*TASK PROMPT*
The expected result is every entry, retyped character for character.
== DATASET ENTRIES
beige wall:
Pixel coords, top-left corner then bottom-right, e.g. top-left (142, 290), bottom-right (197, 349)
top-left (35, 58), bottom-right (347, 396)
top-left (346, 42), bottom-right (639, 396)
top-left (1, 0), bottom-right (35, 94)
====
*TASK SOLUTION*
beige wall:
Pixel coords, top-left corner then bottom-right, e.g. top-left (142, 290), bottom-right (197, 349)
top-left (35, 58), bottom-right (347, 396)
top-left (346, 42), bottom-right (639, 396)
top-left (1, 0), bottom-right (35, 94)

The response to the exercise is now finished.